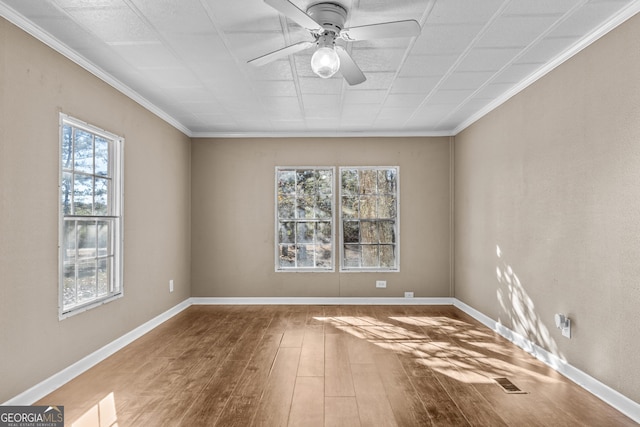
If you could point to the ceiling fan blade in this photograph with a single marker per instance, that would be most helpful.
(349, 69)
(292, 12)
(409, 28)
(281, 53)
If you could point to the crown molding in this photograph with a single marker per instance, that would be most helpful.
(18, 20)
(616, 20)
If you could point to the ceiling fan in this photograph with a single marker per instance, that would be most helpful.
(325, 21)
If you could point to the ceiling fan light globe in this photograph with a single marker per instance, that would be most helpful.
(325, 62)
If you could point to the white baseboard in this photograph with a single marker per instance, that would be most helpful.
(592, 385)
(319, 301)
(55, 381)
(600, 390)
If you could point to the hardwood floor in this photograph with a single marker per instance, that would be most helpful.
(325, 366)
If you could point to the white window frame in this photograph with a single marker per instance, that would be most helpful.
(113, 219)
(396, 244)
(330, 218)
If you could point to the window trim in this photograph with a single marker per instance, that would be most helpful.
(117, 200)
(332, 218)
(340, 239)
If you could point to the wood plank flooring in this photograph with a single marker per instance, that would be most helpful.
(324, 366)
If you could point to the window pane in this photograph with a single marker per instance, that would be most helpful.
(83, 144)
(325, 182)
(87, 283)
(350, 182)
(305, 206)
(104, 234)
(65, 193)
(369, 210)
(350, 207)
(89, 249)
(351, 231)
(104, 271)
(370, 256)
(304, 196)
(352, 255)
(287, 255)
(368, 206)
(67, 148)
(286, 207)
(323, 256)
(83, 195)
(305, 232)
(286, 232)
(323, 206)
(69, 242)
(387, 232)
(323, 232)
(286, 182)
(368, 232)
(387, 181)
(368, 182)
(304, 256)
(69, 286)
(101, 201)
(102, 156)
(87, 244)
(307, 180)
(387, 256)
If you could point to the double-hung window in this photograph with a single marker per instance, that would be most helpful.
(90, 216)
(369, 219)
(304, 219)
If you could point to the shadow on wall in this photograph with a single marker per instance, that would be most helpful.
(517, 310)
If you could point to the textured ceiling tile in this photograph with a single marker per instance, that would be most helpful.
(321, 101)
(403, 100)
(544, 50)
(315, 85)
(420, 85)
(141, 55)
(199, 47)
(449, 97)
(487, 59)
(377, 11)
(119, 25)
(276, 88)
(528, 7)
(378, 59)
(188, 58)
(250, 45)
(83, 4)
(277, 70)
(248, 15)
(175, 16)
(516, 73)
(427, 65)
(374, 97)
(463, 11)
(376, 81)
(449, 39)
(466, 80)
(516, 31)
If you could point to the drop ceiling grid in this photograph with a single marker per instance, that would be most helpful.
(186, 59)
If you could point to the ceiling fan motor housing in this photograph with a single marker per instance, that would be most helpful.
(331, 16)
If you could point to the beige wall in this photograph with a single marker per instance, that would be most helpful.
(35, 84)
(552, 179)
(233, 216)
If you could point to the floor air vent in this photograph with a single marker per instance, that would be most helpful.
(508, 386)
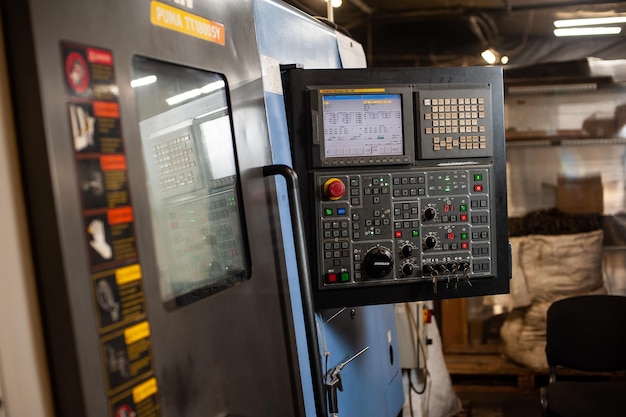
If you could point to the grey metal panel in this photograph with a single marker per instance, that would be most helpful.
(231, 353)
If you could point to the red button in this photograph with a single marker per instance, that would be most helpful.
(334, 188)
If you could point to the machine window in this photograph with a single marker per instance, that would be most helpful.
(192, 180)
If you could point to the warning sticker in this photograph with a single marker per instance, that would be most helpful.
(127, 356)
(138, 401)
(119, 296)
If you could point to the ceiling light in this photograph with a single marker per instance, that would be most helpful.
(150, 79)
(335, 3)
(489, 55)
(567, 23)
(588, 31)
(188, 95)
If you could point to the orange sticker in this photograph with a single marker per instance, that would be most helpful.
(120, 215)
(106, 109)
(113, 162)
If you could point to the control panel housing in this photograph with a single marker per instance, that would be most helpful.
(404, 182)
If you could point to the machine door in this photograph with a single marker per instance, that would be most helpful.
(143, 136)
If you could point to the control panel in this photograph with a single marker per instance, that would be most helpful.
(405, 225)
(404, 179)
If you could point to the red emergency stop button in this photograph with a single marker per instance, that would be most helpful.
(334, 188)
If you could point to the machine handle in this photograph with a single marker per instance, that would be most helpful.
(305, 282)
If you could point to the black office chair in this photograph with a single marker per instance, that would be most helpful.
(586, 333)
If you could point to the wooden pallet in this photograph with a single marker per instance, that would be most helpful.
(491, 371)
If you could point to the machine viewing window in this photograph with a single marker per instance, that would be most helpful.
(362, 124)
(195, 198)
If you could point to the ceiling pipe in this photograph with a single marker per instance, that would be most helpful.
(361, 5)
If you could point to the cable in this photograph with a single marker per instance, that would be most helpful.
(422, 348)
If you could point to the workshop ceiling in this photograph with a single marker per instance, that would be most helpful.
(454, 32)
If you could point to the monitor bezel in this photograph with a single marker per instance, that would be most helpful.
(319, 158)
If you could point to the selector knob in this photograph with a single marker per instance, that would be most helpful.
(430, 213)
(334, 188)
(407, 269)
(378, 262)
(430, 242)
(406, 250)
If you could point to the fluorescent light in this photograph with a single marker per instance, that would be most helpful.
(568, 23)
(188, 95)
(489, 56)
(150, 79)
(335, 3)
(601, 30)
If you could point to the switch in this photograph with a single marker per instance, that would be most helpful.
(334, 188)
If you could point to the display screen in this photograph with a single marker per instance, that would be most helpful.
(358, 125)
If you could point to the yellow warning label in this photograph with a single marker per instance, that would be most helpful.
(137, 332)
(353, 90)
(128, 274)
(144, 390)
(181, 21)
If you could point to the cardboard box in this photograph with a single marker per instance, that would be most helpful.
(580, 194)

# # # # #

§ The exercise
All lines from the one that contains "If you could point to the workshop" through the end of the material are to be quoted exactly, with both ends included.

§ Answer for the task
If you could point to the workshop ceiling in this photograph with a single marker per instance, that would be most helpful.
(454, 32)
If you could point to the monitor bezel in this photograph with a single marker per instance, that would be most helpful.
(319, 158)
If you could point to the selector knob in this photograph with a single marker per instance, that would be most helpful.
(430, 213)
(334, 188)
(407, 269)
(378, 262)
(430, 242)
(406, 250)
If you could point to the fluorescent light in this photograph with a single marker per instance, that would be most helpful.
(568, 23)
(188, 95)
(489, 56)
(150, 79)
(335, 3)
(601, 30)
If you could point to the switch in this photograph with a single marker per instance, that would be most helpful.
(334, 188)
If you could point to the display screen in this photograph with a single marker per instance, that would be most helpful.
(358, 125)
If you could point to the yellow warning label in this photograph with a single marker per instance, that would be most helpful.
(137, 332)
(353, 90)
(128, 274)
(144, 390)
(181, 21)
If you could point to the cardboard box in this photograph with a single marker per instance, that would be most helpful.
(580, 194)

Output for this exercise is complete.